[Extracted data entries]
=-=-=-=-=
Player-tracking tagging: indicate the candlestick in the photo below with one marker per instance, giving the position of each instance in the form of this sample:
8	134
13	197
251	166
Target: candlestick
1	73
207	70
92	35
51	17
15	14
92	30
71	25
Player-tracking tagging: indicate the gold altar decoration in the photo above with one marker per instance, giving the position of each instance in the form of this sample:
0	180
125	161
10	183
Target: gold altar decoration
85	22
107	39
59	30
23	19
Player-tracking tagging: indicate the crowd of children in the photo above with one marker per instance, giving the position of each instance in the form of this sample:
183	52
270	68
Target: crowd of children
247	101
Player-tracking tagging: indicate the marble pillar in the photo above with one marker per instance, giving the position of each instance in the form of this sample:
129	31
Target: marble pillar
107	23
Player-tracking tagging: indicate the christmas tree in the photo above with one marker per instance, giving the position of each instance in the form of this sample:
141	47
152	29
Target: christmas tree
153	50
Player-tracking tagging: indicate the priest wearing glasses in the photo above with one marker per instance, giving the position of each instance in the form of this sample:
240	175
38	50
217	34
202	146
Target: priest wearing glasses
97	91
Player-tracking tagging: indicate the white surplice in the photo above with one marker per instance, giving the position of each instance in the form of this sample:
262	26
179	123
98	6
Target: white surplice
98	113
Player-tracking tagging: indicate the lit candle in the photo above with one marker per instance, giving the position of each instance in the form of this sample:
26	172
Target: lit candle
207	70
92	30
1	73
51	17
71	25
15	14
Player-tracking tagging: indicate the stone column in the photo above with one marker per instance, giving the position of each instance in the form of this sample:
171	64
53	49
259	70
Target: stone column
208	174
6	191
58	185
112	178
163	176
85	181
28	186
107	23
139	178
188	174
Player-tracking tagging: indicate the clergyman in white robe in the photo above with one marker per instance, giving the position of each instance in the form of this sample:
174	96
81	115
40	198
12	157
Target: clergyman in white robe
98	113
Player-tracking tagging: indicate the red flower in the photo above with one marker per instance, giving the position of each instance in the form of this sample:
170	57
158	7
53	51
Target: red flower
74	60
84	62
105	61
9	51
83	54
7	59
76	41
=-=-=-=-=
Work to be completed
The entries shown above must be restated word for word.

Response area
Player-tracking tagging: indicate the candlestick in the photo below with one marker per instance, giving the position of each instance in the form of this sample:
8	134
13	197
251	166
Target: candlestick
1	73
207	70
92	35
51	17
15	14
92	30
71	25
Player-tracking tagging: indicate the gold altar decoration in the photo above with one marker per instance, giving the position of each instance in the form of this sample:
0	180
125	161
10	183
Target: gold altar decoration
85	22
107	39
59	30
23	19
Player-tracking tagging: indicate the crowd of children in the photo above with one marker per instance, giving the position of each instance in the form of this sample:
183	52
270	68
Target: crowd of children
247	101
Player-tracking tagging: indicate the marble pillar in the photo above with one marker per instance, giving the position of each instance in the form of this sample:
129	31
Target: marble pillar
107	23
Player-tracking tagging: indicate the christmas tree in the photo above with one marker per instance, giving the position of each instance in the form of this sample:
141	47
152	29
Target: christmas tree
153	50
Player-tracking tagging: indicate the priest wearing glasses in the photo above with one marker per instance, giving the position of each instance in the form of this sample:
240	175
38	50
217	34
202	146
Target: priest wearing glasses
97	91
Player-tracking tagging: indicate the white surplice in the photo above with one marker per instance, giving the position of each instance in the form of this sample:
262	26
179	123
98	6
Target: white surplice
98	113
Player-tracking tagging: indicate the lit candle in the photo above with one marker per instance, giving the position of each instance in the form of this sample:
26	172
Target: lit candle
207	70
92	30
1	73
51	17
71	25
15	14
Player-tracking tagging: indicate the stone column in the photo above with one marker per instance, giving the position of each instance in the form of this sample:
171	64
53	49
259	70
Target: stone column
208	174
6	191
58	185
112	178
163	176
85	181
28	186
107	23
139	178
188	174
Player-tracking tagging: indicate the clergyman in white robe in the photo above with one marker per instance, giving the position of each instance in the form of this sample:
174	96
81	115
40	198
12	157
Target: clergyman in white robe
98	113
Player-tracking tagging: indicate the red flower in the photo above with one marker per instance, giving the position of each instance in the form of this sample:
170	57
158	7
53	51
Target: red flower
74	60
84	62
105	61
9	51
83	54
7	59
76	41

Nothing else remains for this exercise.